Same-Sex Blessings Authorised for Trial Use

Through the wonders of the internet, I was watching last night as the US based Episcopal Church General Convention voted to allow a formal liturgy for Same-Sex Blessings to be authorised for trial use in such dioceses and congregations which chose to allow them.

It was an undramatic moment, it has to be said – they managed to get themselves into a mire of procedural motions before the vote which was clearly testing everyone’s patience.

No-one who has followed the goings on of the US church will be at all surprised by this development though I suppose it might well be a moment when some of the shrill grumpy voices pipe up.

Here in Scotland, interestingly, we don’t seem to be going down the line of producing a special liturgy for same-sex couples to be blessed with. The gay community in Scotland owes a great debt to my ecclesiastical neighbour the Rev David McCarthy for suggesting some years ago in a Synod debate that if one simply chooses option A at each stage of the Scottish Episcopal Marriage Liturgy you get a service which curiously does not mention gender much at all. A little massaging of words like wife, husband and marriage and you have a liturgy ideally suited for blessing same-sex couples.

Certainly, I’ve known a couple of couples recently who are indebted to Fr David for having made this suggestion. It is ingenious and has meant that there is no great pressure building up in our church to produce a formal liturgy of blessing separate to the marriage liturgy. I’m not sure that they actually toast “The McCarthy Liturgy” at their wedding breakfasts, but perhaps they should do.

I think that it is all to the good that we are not going down the line right now of producing a separate liturgy, particularly in the light of current conversations about equal marriage which are taking place in the political sphere and with which many people from the churches are engaged.

I have to confess to thinking that the actual liturgy that the US based church has authorized is a little unexciting. Maybe though, that is the point. If you devise a dazzling liturgy for blessing gay couples, everyone else will want one too.

You can find the blessing service online. (Go to page 67 to find the liturgy). Strictly speaking, that is the version that went to General Convention – it has been modified a little since then. I can’t find a clean version of the newly authorized liturgy, but no doubt one will appear soon. If you know of a link to such a file, do please post it below.

So, what do you think?

What to do =>
1 – Which words does the piece on same-sex blessings say need "a little massaging" to adapt the Scottish Episcopal Marriage Liturgy for same-sex couples?
2 – Write the next part of the piece on same-sex blessings, continuing after its closing question.

Dataset content =>

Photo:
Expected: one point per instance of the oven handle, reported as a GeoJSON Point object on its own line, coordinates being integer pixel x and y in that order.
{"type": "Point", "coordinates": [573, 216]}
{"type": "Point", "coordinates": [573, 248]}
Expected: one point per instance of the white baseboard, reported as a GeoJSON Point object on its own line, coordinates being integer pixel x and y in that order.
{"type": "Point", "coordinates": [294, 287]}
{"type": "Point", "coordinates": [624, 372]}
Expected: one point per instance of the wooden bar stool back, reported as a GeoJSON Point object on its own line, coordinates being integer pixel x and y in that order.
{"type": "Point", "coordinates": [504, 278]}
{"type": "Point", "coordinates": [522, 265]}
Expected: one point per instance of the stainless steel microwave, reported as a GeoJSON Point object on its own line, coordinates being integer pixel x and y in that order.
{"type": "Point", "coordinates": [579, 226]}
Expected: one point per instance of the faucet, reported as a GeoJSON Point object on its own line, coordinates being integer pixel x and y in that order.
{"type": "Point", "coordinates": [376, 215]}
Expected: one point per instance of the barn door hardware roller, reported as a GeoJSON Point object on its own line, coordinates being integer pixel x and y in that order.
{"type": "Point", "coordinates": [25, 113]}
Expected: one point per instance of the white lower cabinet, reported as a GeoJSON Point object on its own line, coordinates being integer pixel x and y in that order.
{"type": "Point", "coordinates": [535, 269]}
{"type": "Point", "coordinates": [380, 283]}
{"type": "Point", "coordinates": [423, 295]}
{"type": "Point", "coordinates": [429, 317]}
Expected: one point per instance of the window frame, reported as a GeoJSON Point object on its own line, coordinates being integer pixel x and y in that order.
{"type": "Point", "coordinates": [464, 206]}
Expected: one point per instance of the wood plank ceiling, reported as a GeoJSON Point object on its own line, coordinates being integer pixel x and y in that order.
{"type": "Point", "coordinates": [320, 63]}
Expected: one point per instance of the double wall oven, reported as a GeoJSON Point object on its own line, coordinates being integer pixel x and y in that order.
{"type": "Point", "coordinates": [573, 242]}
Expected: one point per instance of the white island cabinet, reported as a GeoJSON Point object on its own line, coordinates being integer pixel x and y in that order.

Responses for each task =>
1 – wife, husband, marriage

2 –
Comments

  1. Have to agree with you that the US liturgy is incredibly naff. I’ve seen MUCH MUCH better. Even the Boston liturgy used 18 months ago was better.

  2. Bro David says

    Some of us would rather not have a service that is just Holy Matrimony with the nouns and pronouns corrected as applicable. Some of us lean more to the ancient services brought to light by John Boswell. Some of us guys would prefer a service of Holy Fratrimony, if you will.

    Also, approving a new service may prove easier in TEC than all the legislation that would be required to change the rubrics in the current prayerbook regarding marriage being between a man and a woman, as well as the canon(s) defining such.

    But who knows, this may get us all a new prayerbook before its over! (My church uses the Spanish translation of the TEC BCP.)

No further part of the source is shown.